Garner Tullis, Untitled, from series "The Artist Saw the Light," 1980
Invaluable.com Acrylic on handmade paper (Download here)
MASTERING THE CAST PAPER PROCESS: Experimentation & Invention
"Cast paper is a brilliant medium. In its unadulterated purity, it is pearlescent. There are no somber dark tones in its modelled geography. The relationships of light and dark begin and end in the higher frequencies. . . . "
In 1978, via a grant from the University of Illinois at Urbana-Champaign, Gallo conducted extensive research in paper casting and developed new techniques at a studio he established outside Urbana, IL.
When Gallo began experimenting with the idea of paper sculpture, he first created a large figurative relief and cast it in paper, using cotton linter pulp (a processed pulp made from the short, fuzzy fibers left on cottonseeds after the main long fibers are removed). The initial results were disappointing because shrinkage distorted the shallow relief (of the sculpture).

# # # # #

From the cast paper passage above, list each full sentence in the quotation that opens with "Cast paper is a brilliant medium."

▶ _Information supplied_:
# # # # #

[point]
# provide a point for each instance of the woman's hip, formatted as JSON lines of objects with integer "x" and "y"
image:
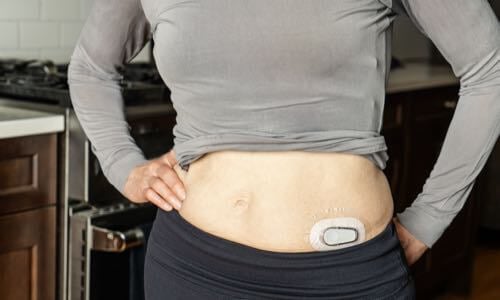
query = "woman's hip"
{"x": 185, "y": 262}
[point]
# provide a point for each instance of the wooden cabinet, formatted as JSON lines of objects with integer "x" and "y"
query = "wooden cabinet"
{"x": 28, "y": 187}
{"x": 414, "y": 142}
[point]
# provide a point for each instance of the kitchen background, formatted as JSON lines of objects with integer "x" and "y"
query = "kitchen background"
{"x": 48, "y": 29}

# # # # #

▶ _Expected answer_:
1. Cast paper is a brilliant medium.
2. In its unadulterated purity, it is pearlescent.
3. There are no somber dark tones in its modelled geography.
4. The relationships of light and dark begin and end in the higher frequencies.